> [EXERCISE INSTRUCTIONS]: Please reproduce every entry below word for word, leaving out the pictures.

> [SUPPLIED RECORDS]:
-------
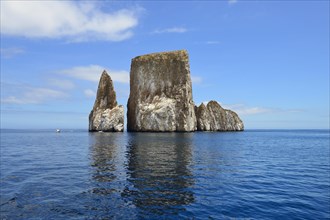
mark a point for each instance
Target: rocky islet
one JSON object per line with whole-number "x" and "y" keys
{"x": 160, "y": 100}
{"x": 106, "y": 115}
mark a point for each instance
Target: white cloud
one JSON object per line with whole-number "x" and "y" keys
{"x": 10, "y": 52}
{"x": 93, "y": 73}
{"x": 196, "y": 79}
{"x": 31, "y": 95}
{"x": 231, "y": 2}
{"x": 170, "y": 30}
{"x": 89, "y": 93}
{"x": 75, "y": 21}
{"x": 61, "y": 83}
{"x": 212, "y": 42}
-------
> [RESPONSE]:
mark a point for each instance
Target: rocky islet
one JSON object per line with whole-number "x" and "y" keys
{"x": 160, "y": 100}
{"x": 106, "y": 115}
mark a point for each instance
Target: white cloud
one JSON object per line with whole-number "x" and "y" keys
{"x": 10, "y": 52}
{"x": 93, "y": 73}
{"x": 196, "y": 79}
{"x": 31, "y": 95}
{"x": 231, "y": 2}
{"x": 170, "y": 30}
{"x": 89, "y": 93}
{"x": 75, "y": 21}
{"x": 61, "y": 83}
{"x": 212, "y": 42}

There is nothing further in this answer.